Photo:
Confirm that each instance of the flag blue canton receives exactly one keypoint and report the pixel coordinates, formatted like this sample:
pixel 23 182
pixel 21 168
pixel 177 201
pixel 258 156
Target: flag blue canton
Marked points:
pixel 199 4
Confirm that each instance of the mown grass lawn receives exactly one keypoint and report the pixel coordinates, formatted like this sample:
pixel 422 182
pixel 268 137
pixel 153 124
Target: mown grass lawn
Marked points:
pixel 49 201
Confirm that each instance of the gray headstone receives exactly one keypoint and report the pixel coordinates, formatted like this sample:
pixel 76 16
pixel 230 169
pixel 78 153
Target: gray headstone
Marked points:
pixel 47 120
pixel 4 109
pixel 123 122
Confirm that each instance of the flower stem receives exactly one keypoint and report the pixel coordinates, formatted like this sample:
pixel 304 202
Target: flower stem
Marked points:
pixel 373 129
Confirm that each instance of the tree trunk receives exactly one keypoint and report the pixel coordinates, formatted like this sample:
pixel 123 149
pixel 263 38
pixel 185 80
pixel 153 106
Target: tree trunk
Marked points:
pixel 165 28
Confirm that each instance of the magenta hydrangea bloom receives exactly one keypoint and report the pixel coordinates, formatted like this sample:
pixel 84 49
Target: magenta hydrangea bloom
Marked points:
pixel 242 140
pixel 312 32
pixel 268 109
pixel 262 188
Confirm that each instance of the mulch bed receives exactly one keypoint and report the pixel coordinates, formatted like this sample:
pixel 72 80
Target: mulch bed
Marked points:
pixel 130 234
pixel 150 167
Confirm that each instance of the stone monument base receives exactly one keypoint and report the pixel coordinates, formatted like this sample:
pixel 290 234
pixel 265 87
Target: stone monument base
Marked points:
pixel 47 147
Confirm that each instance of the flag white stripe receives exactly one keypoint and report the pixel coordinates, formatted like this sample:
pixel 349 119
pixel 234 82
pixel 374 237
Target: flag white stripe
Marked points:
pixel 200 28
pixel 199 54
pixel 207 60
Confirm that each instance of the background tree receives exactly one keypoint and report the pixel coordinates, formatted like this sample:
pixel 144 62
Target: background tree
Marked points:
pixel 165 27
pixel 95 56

▶ [AIM]:
Reproduce the listing above, swapping "receives exactly one keypoint" for "gets a single keypoint" at every occurrence and keeping everything else the same.

▶ [OUTPUT BELOW]:
Photo:
Confirm that each instance of the flag blue canton gets a single keypoint and report the pixel coordinates, formatted like this sample:
pixel 23 182
pixel 21 168
pixel 177 201
pixel 258 156
Target: flag blue canton
Marked points:
pixel 199 4
Confirm that each instance of the mown grass lawn gets a single keypoint and report the pixel coordinates, formatted like this sample:
pixel 422 182
pixel 268 137
pixel 153 124
Target: mown grass lawn
Marked points:
pixel 49 201
Confirm that each instance of the gray headstone gets a single keypoint and report the pixel coordinates, formatted like this sample:
pixel 76 16
pixel 230 169
pixel 78 153
Target: gray headstone
Marked points:
pixel 47 120
pixel 4 109
pixel 123 122
Confirm that each instance of the flower stem gets a single keypoint and report the pixel coordinates, formatted like this sample:
pixel 304 202
Target: flower stem
Marked points:
pixel 373 129
Confirm that each instance of the tree trunk gets a single keypoint and report the pixel coordinates, formatted like this sample:
pixel 123 149
pixel 263 38
pixel 185 80
pixel 153 106
Target: tree trunk
Marked points:
pixel 165 28
Confirm that each instance of the magenta hydrangea bloom gets a single keypoint and report the pixel coordinates, formatted like this sample:
pixel 84 49
Target: magenta hydrangea bloom
Marked points:
pixel 242 140
pixel 312 32
pixel 268 109
pixel 262 188
Confirm that each instance of the mulch bed gets a single keypoint and report the pixel coordinates, formatted like this sample:
pixel 72 80
Target: mulch bed
Marked points:
pixel 130 234
pixel 150 167
Confirm that each instance of the stone monument base gets a single keypoint and report the pixel coordinates, formatted like this sample:
pixel 290 234
pixel 265 87
Target: stone monument base
Marked points:
pixel 47 147
Confirm that each instance of the flag white stripe gets a single keypoint and report the pixel coordinates, formatted like this sample:
pixel 349 119
pixel 234 82
pixel 374 237
Target: flag white stripe
Marked points:
pixel 200 28
pixel 199 54
pixel 207 60
Confirm that each instance of the background tree gets a single keypoint and report the pixel coordinates, formatted like this sample:
pixel 144 62
Target: background tree
Marked points:
pixel 165 27
pixel 95 56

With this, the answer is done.